Research shows that women are four times more likely to be hospitalized due to flu complications during pregnancy with rates similar to those ages 65 and older. The risk is highest in later stages of pregnancy, with women in the first trimester at a lower risk of respiratory complications. 

Influenza can also increase the risk of pregnancy complications including preterm labor, miscarriage, and stillbirth. Risks to the baby include premature birth, low birth weight, born small for gestation age, and lower Apgar scores, as well as birth defects.

Fever, a common flu symptom, is associated with neural tube defects.

Prevention

The influenza virus is highly contagious and spreads through contact with infected respiratory droplets in the air or on surfaces. The CDC highly recommends pregnant women and women who may become pregnant get vaccinated against influenza.

The annual influenza vaccine has been proven safe for pregnant women and their unborn children in numerous studies. (Note: The flu shot is approved in pregnant women, though the nasal flu vaccine is not.)

In fact, a study of over 2 million pregnant women worldwide found the vaccine reduced a pregnant woman’s risk of being hospitalized from flu by an average of 40%. The study determined the flu shot offers equal protection throughout all three trimesters.

In addition to being critical to prenatal health, the flu shot can even provide protection from the flu for the child for up to six months after birth. This is great news since infants under 6 months old cannot get a flu shot.

Other ways to protect yourself and your unborn child against the flu include:

  • Wash your hands: The influenza virus can live on surfaces for up to 48 hours. Get in the practice of washing your hands for at least 20 seconds after touching public surfaces or sharing a space with someone who is ill. Alcohol-based hand sanitizers can be used to kill germs on the go.
  • Don't touch your face: The influenza virus is often spread when a person touches a contaminated surface, then touches their eyes, nose, or mouth.

Assigned task 1:
Summarize the text on flu in pregnancy in two sentences.
Assigned task 2:
Please retype the passage of the text on flu in pregnancy between "Research shows that" and "neural tube defects.", inclusive.
The lines after this have no connection to the text on flu in pregnancy.

Listed entries:

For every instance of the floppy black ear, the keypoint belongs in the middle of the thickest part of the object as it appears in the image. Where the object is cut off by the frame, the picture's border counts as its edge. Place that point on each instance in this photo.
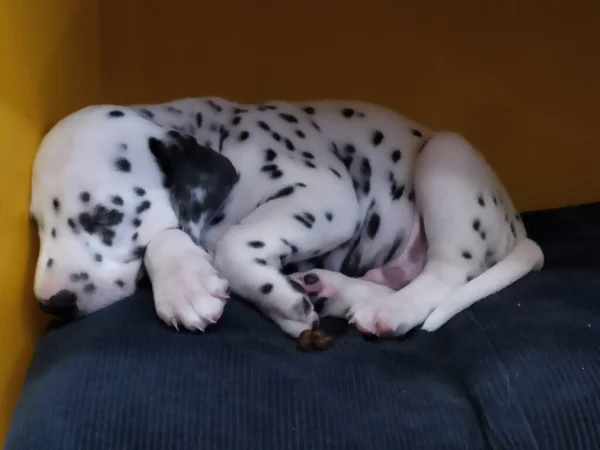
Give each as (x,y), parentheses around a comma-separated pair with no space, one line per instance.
(198,178)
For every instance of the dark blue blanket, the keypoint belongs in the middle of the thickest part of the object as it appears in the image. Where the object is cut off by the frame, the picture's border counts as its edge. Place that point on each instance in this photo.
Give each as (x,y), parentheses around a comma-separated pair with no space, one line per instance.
(519,370)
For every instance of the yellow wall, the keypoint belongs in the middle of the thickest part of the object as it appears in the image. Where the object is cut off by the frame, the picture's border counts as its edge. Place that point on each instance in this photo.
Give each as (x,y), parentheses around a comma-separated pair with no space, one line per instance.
(49,65)
(522,82)
(519,78)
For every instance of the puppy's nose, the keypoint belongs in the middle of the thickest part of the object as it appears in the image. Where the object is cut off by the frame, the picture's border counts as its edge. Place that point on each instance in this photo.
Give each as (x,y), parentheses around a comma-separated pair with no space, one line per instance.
(62,305)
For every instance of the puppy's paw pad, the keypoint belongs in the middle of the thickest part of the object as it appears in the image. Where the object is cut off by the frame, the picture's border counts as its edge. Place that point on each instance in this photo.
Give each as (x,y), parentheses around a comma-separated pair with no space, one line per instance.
(315,286)
(190,293)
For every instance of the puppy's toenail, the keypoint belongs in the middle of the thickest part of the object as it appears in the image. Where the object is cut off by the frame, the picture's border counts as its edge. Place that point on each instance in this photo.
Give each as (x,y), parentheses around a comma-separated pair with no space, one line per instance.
(306,305)
(297,286)
(319,304)
(311,278)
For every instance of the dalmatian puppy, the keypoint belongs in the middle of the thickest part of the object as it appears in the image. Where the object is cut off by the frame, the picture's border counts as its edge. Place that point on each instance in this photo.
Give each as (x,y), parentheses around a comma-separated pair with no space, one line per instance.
(308,209)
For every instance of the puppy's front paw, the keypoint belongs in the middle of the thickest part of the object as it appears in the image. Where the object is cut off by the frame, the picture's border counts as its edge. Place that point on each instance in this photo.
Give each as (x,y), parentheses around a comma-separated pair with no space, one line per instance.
(187,289)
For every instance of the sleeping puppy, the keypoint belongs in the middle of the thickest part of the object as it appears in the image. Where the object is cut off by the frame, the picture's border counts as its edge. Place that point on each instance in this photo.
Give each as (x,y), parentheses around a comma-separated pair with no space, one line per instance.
(346,204)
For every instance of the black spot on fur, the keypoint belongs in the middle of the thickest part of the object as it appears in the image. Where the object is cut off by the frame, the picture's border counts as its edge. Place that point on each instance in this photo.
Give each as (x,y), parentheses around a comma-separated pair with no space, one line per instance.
(365,168)
(146,113)
(306,219)
(396,190)
(335,172)
(347,161)
(217,219)
(273,171)
(311,278)
(296,286)
(291,246)
(99,219)
(144,206)
(79,276)
(289,269)
(347,112)
(366,187)
(174,110)
(288,117)
(214,106)
(270,154)
(138,252)
(107,237)
(284,192)
(373,225)
(122,165)
(377,138)
(266,288)
(187,167)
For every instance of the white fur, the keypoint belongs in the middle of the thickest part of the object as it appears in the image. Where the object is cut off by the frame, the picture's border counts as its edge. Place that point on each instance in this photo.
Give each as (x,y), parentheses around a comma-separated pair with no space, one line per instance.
(362,206)
(187,289)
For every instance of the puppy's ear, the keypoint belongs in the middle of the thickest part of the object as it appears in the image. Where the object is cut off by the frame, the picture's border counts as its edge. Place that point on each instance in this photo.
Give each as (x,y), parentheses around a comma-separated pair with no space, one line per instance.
(198,178)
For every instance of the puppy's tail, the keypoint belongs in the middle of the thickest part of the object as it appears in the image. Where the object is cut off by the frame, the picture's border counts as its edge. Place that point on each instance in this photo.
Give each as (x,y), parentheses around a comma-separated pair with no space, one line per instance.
(527,256)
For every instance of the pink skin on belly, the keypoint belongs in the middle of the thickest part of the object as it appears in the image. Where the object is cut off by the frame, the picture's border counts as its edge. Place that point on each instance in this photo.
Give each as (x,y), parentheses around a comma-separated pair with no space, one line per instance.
(405,266)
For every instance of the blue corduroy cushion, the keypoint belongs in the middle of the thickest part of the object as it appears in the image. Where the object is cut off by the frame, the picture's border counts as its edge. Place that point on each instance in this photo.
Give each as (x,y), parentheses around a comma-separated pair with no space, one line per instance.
(519,370)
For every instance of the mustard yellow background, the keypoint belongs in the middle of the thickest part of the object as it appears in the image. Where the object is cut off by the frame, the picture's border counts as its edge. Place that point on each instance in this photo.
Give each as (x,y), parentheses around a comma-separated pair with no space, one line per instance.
(519,78)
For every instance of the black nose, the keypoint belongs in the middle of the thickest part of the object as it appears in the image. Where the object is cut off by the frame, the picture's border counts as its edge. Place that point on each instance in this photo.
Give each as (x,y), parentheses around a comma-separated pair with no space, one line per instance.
(62,305)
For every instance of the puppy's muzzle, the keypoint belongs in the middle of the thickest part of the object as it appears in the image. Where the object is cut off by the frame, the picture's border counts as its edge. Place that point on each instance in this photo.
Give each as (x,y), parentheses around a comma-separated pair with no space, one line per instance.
(62,305)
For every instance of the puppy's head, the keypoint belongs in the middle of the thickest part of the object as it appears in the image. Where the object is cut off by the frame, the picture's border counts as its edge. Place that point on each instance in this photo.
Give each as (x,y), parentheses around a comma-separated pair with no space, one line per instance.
(104,183)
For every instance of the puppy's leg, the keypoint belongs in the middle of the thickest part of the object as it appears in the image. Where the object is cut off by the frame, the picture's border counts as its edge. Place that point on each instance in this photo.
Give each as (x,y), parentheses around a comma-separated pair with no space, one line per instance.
(188,291)
(475,240)
(285,230)
(335,294)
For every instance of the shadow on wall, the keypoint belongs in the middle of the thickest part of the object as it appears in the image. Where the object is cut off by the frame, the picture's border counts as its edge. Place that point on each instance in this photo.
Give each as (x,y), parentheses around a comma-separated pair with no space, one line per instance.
(519,79)
(50,67)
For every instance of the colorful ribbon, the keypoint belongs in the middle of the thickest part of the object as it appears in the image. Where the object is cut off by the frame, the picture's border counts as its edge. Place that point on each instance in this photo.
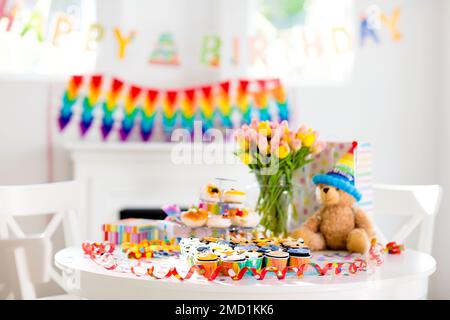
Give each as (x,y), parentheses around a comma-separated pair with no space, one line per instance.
(170,113)
(281,101)
(214,104)
(148,114)
(69,99)
(207,109)
(243,102)
(89,103)
(262,102)
(130,112)
(109,106)
(101,254)
(188,110)
(224,104)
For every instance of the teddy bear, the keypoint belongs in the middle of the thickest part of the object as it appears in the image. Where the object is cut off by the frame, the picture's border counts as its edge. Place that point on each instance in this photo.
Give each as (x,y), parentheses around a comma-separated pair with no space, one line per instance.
(338,225)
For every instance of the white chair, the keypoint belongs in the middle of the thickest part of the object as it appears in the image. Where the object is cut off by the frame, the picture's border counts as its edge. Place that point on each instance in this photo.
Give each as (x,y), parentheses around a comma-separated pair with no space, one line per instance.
(25,262)
(62,202)
(419,203)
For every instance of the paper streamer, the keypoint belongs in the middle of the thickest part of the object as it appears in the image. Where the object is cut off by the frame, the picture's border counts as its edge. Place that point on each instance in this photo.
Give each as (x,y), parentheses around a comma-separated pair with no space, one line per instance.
(70,97)
(243,101)
(215,105)
(148,114)
(130,112)
(281,101)
(109,106)
(188,110)
(89,103)
(170,112)
(223,101)
(262,102)
(101,254)
(207,109)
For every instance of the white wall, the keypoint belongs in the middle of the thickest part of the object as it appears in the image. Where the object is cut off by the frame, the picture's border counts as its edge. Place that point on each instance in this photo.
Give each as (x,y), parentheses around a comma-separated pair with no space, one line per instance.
(441,280)
(393,101)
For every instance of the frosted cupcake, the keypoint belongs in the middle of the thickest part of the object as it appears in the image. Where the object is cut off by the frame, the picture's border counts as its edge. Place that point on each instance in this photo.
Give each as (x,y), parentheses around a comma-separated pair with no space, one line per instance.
(218,221)
(278,259)
(194,217)
(209,261)
(211,193)
(254,260)
(299,256)
(246,218)
(234,196)
(235,262)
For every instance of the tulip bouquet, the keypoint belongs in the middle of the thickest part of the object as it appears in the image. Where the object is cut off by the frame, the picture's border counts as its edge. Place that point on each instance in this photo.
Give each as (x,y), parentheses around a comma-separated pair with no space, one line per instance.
(273,152)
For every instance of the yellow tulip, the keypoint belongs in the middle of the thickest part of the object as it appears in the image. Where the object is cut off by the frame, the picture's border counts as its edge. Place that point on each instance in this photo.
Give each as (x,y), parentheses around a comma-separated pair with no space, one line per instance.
(246,158)
(264,128)
(309,139)
(243,144)
(282,151)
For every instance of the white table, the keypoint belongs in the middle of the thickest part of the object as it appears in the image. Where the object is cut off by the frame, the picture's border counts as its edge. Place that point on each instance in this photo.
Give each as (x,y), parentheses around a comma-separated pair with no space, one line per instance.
(402,276)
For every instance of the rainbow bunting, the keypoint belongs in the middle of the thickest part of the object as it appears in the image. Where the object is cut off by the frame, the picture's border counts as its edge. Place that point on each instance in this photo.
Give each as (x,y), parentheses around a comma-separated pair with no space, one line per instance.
(70,97)
(188,110)
(261,101)
(243,101)
(130,112)
(281,101)
(148,114)
(224,104)
(170,112)
(207,108)
(213,104)
(89,103)
(109,106)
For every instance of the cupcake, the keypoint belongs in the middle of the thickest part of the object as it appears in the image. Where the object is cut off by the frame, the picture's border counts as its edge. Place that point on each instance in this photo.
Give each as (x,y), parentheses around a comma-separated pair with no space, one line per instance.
(234,262)
(246,218)
(264,249)
(223,252)
(278,259)
(208,240)
(254,260)
(299,256)
(194,217)
(209,261)
(218,221)
(234,196)
(211,193)
(292,243)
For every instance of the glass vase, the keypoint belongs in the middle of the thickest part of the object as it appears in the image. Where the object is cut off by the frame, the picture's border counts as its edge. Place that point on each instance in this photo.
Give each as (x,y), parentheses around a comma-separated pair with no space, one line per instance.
(278,204)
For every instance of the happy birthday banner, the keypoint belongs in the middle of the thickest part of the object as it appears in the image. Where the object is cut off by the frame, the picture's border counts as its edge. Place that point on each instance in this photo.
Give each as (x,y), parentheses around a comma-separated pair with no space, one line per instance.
(227,104)
(33,23)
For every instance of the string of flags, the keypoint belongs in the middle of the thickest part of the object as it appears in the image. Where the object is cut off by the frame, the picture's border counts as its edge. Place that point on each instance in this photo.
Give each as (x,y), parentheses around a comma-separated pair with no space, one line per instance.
(127,107)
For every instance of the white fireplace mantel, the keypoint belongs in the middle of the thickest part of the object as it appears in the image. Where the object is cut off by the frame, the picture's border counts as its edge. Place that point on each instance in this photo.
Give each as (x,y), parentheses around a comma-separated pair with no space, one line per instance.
(138,175)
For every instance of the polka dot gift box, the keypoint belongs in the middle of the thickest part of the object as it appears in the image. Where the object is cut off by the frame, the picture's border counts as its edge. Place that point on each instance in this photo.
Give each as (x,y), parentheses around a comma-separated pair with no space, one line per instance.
(306,202)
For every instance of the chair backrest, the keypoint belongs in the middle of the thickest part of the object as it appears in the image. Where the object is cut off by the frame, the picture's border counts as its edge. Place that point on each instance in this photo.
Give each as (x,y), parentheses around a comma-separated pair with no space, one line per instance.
(25,261)
(61,200)
(419,204)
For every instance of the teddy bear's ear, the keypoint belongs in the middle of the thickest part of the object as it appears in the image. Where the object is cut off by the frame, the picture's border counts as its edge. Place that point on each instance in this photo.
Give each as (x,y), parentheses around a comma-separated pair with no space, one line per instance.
(318,197)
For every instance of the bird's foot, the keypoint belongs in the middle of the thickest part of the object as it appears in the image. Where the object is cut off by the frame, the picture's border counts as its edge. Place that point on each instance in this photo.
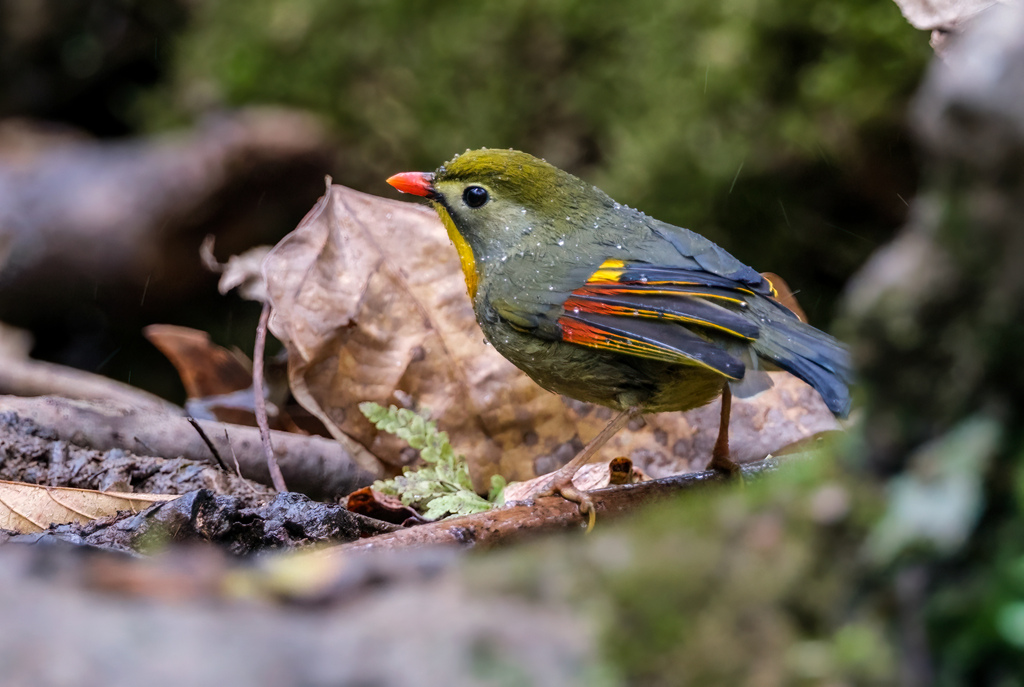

Your response 1:
Pregnant women are four times more likely to be hospitalized for flu complications, and influenza also raises the risk of pregnancy complications and of harm to the baby. The CDC highly recommends the annual flu shot, which has been proven safe during pregnancy, lowered the risk of flu hospitalization by an average of 40% in a study of over 2 million pregnant women, and can protect the child for up to six months after birth.

Your response 2:
Research shows that women are four times more likely to be hospitalized due to flu complications during pregnancy with rates similar to those ages 65 and older. The risk is highest in later stages of pregnancy, with women in the first trimester at a lower risk of respiratory complications. 

Influenza can also increase the risk of pregnancy complications including preterm labor, miscarriage, and stillbirth. Risks to the baby include premature birth, low birth weight, born small for gestation age, and lower Apgar scores, as well as birth defects.

Fever, a common flu symptom, is associated with neural tube defects.